* **Estratto della pagina**:
▶

Il Re dell'Est ha scritto:


> Dovremmo dubitare dell'operazione perché lo dice una famiglia storicamente ostile a Berlusconi e un giornale che si risponde dal solo al 90% delle domande che pone? L'affare lo hanno fatto sia Bee che Berlusconi. Le banche che stanno dietro il primo non fanno certo beneficenza. E a Berlusconi va dato il merito di aver concluso l'ultima grande operazione economica della sua carriera.



Bravissimo, e' la stessa cosa che penso io


----------



## diavolo (8 Giugno 2015)

Il Re dell'Est ha scritto:


> Andrea Agnelli, presidente della Juventus, ha da poco rilasciato queste dichiarazioni: _*"Milan valutato un miliardo? Le cifre che ho letto sono impressionanti. E francamente faccio fatica a trovare la quadra guardando i risultati economici..."*_


I calcoli non devono essere il suo forte dato che anche oggi ha ribadito che la Juve ha 33 scudetti


----------



## diavolo (8 Giugno 2015)

il condor ha scritto:


> Ahahahahah caro Agnelli è semplice. Abbiamo più del doppio delle vostre Championsssssss!!!! Quando arrivate a 10 finali perse come minimo ci vuole una stellina sulla maglia.


Più del triplo


----------



## Milanforever26 (8 Giugno 2015)

◀

* **Dati forniti**:
▶

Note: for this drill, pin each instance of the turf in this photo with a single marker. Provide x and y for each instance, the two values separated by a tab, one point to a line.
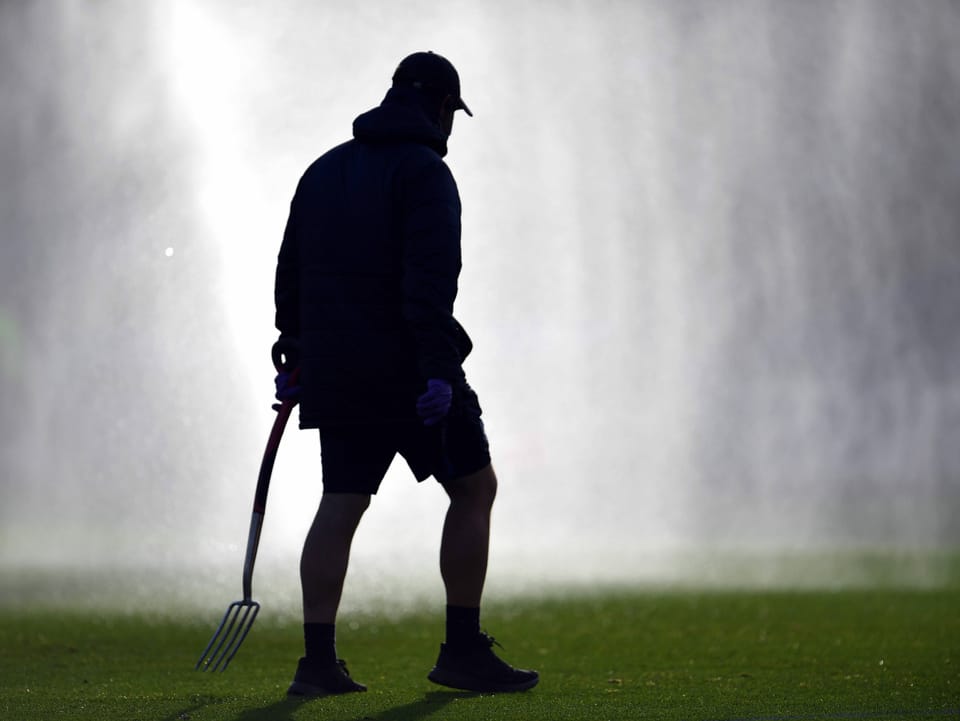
622	655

◀

* **Consegna**:
Ricopia dall'estratto della pagina tutto il testo che va da "il condor ha" fino a "stellina sulla maglia.", senza cambiare nulla.

* **Soluzione**:
il condor ha scritto:


> Ahahahahah caro Agnelli è semplice. Abbiamo più del doppio delle vostre Championsssssss!!!! Quando arrivate a 10 finali perse come minimo ci vuole una stellina sulla maglia.